— DATASET CONTENT —
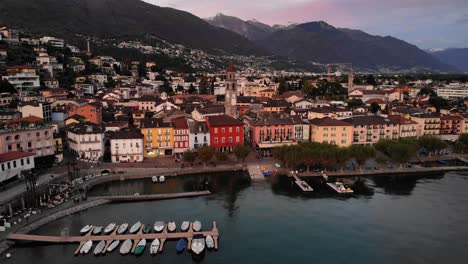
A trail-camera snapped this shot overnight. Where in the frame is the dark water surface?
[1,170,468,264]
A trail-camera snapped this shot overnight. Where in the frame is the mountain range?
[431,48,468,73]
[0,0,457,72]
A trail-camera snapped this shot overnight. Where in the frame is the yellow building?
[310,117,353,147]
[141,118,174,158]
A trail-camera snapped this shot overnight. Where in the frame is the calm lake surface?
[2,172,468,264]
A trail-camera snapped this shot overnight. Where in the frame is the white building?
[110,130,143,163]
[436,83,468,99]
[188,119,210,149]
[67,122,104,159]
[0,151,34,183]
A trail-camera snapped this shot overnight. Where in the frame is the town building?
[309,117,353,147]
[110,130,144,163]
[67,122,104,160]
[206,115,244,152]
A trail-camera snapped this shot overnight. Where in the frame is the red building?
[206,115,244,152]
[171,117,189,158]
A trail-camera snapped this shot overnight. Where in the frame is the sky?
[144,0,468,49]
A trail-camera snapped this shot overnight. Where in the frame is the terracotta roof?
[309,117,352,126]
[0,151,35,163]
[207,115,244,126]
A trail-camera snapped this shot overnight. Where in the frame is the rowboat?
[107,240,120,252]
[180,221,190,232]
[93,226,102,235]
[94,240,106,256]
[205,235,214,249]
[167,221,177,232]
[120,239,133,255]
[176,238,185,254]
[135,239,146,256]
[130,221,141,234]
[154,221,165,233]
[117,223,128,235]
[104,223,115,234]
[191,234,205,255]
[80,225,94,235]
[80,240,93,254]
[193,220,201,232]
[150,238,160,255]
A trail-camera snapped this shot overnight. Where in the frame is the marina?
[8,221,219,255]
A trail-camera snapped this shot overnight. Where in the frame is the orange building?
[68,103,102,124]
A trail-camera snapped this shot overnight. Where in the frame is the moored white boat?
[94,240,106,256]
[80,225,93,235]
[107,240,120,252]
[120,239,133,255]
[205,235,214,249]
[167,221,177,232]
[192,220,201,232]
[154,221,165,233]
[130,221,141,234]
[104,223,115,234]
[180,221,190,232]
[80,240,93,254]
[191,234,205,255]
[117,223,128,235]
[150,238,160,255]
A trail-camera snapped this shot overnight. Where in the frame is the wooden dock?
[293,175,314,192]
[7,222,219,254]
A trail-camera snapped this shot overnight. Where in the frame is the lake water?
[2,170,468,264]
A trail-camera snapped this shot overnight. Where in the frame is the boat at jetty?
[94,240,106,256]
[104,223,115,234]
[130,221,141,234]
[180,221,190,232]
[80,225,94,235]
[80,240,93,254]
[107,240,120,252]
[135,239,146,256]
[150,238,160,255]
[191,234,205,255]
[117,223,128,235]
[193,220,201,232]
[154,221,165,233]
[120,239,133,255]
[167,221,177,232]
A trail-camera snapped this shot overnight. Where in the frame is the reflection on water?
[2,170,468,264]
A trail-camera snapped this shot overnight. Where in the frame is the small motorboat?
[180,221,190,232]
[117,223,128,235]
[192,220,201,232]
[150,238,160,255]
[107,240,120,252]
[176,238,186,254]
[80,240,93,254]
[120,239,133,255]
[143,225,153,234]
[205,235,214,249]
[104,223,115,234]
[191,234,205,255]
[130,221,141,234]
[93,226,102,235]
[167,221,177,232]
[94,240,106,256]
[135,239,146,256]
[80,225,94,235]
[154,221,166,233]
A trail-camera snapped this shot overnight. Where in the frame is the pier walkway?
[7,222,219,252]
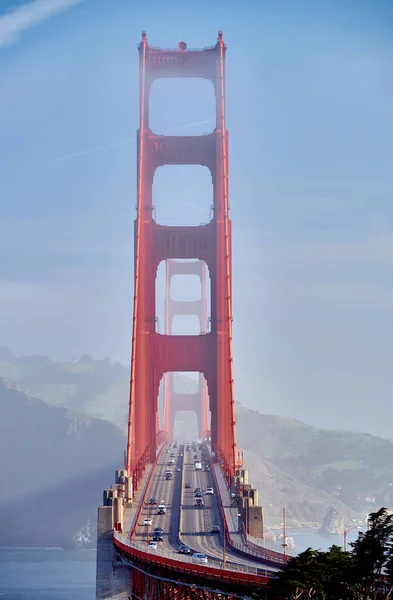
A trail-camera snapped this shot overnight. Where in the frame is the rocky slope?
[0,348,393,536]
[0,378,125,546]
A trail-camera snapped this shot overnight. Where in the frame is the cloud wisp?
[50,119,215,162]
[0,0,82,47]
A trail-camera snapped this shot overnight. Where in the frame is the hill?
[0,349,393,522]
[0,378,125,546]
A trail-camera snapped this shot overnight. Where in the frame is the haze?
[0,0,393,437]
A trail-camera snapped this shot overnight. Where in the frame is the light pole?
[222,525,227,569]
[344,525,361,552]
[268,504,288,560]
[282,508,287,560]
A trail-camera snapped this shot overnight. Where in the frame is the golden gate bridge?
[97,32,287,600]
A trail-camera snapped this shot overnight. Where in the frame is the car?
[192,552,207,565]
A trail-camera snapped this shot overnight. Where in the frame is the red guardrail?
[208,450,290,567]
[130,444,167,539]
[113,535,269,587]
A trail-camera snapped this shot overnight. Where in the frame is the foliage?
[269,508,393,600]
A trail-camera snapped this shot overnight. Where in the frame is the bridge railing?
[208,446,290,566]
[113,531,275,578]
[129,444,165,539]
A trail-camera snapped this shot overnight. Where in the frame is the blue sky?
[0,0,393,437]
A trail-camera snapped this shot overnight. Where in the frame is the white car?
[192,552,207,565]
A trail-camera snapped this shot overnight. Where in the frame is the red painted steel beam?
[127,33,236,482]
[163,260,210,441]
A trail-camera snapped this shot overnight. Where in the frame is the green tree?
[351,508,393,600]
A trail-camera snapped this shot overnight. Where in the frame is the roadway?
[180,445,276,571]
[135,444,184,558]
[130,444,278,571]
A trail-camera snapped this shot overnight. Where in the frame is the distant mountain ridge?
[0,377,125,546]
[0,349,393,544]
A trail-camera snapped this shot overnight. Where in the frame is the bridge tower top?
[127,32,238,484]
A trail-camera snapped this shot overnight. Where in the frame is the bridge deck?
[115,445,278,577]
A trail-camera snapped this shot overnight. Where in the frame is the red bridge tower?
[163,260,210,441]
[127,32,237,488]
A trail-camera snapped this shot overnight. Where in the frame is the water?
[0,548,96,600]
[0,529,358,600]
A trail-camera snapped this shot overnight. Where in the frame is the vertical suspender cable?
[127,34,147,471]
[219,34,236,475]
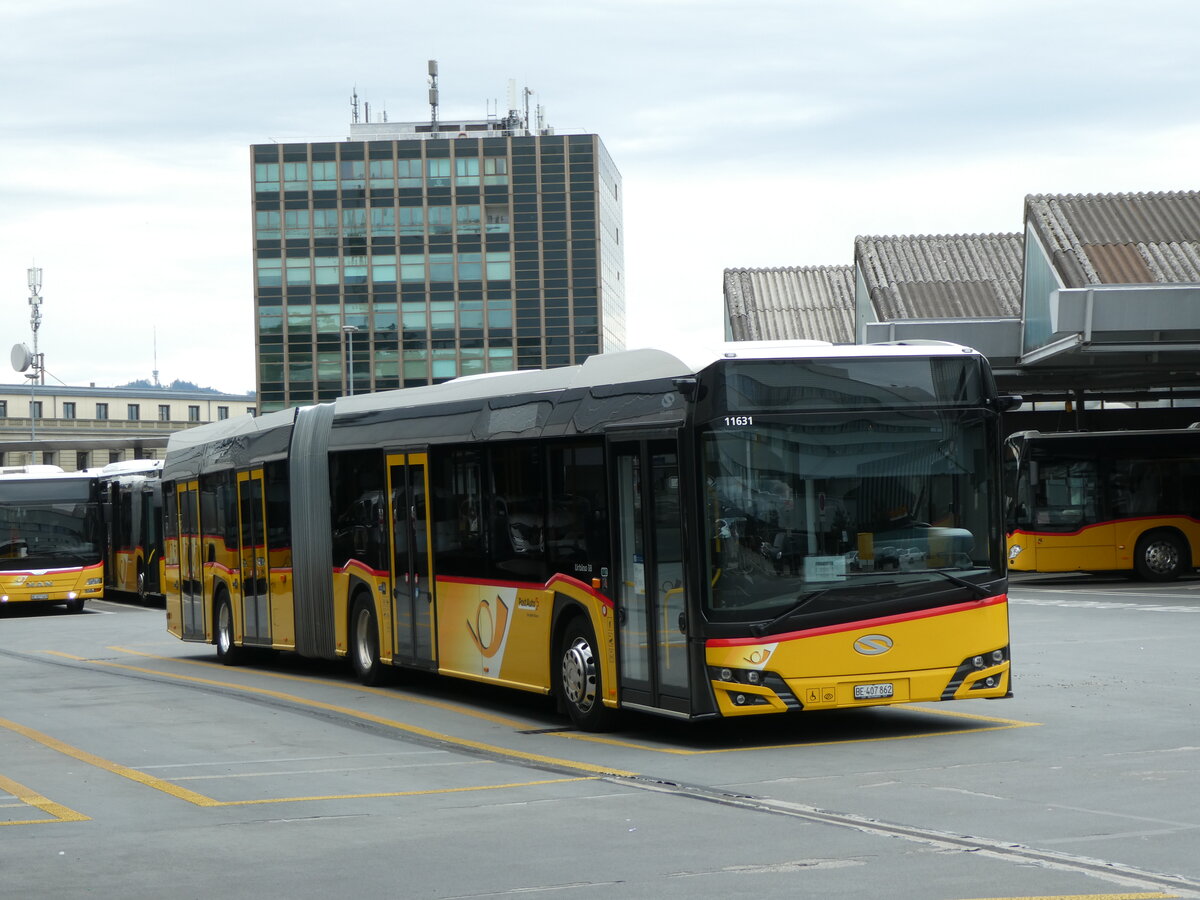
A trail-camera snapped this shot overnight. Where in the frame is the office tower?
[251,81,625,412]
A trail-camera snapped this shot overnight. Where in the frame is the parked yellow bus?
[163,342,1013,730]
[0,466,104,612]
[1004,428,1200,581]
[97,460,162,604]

--

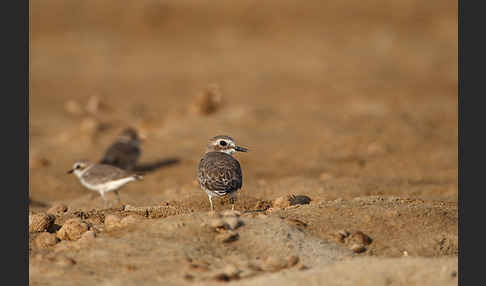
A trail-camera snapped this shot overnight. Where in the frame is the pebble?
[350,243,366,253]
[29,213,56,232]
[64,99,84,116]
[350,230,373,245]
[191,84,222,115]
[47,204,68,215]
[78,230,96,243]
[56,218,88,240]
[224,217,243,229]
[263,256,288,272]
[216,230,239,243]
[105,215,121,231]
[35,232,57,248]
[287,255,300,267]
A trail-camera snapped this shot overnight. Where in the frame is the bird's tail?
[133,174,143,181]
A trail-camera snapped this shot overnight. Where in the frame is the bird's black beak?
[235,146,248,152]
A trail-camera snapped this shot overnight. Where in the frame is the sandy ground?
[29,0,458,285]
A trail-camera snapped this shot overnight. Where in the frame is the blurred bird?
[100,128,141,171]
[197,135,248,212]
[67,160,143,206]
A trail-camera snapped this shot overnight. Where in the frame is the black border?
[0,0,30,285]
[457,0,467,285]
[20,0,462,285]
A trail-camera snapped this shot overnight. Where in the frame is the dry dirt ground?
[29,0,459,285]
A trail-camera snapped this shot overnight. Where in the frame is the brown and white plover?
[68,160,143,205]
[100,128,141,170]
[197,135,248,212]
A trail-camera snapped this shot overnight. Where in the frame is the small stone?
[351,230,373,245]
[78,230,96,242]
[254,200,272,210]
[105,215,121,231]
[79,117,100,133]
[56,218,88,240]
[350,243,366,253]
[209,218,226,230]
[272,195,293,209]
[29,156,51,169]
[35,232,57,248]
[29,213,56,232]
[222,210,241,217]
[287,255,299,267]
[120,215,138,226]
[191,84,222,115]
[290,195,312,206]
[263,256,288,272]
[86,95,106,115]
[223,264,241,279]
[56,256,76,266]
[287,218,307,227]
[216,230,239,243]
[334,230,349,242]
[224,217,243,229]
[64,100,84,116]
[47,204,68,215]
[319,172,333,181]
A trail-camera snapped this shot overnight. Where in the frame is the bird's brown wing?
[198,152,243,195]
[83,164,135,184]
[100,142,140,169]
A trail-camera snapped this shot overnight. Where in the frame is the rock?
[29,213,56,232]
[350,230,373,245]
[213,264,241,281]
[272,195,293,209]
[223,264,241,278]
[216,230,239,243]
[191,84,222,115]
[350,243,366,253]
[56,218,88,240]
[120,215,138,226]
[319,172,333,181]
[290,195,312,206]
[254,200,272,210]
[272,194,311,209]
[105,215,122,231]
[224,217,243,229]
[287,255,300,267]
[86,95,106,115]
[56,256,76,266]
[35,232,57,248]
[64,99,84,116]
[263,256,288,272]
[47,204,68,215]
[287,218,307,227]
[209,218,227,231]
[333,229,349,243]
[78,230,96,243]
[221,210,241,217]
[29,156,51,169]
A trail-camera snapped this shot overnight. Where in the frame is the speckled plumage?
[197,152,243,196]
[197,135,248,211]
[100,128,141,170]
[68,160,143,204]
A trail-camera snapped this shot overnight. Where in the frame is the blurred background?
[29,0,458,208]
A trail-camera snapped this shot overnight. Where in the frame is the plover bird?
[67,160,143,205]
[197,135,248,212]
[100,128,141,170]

— WRITTEN REQUEST —
Copy out the lines from the one with "dark water surface?" up to and including the one with "[207,115,244,126]", replacing "building" with "structure" and leaving everything else unchanged.

— WRITTEN REPLY —
A trail-camera snapped this shot overnight. Where in the frame is the dark water surface?
[1,170,468,264]
A trail-camera snapped this shot overnight. Where in the frame is the mountain range?
[431,48,468,73]
[0,0,457,72]
A trail-camera snapped this shot overnight. Where in the frame is the yellow structure?
[310,117,353,147]
[141,118,174,158]
A trail-camera snapped this shot overnight. Where in the frame is the calm lake surface?
[2,172,468,264]
A trail-camera snapped this shot overnight. Where in the frame is the white structure?
[110,130,143,163]
[436,83,468,99]
[188,119,210,149]
[67,122,104,159]
[0,151,34,183]
A trail-camera snapped this shot overnight. Where in the frame is the town structure?
[309,117,353,147]
[110,130,144,163]
[67,122,104,160]
[206,115,244,152]
A trail-camera snapped this shot overnight. Where in the frame is the red structure?
[206,115,244,152]
[171,117,189,158]
A trail-camera snapped this shot overnight. Where in the frame is the sky?
[144,0,468,49]
A trail-camera snapped this shot overnight. Where in the frame is the terracotta roof?
[309,117,352,126]
[0,151,35,163]
[207,115,244,126]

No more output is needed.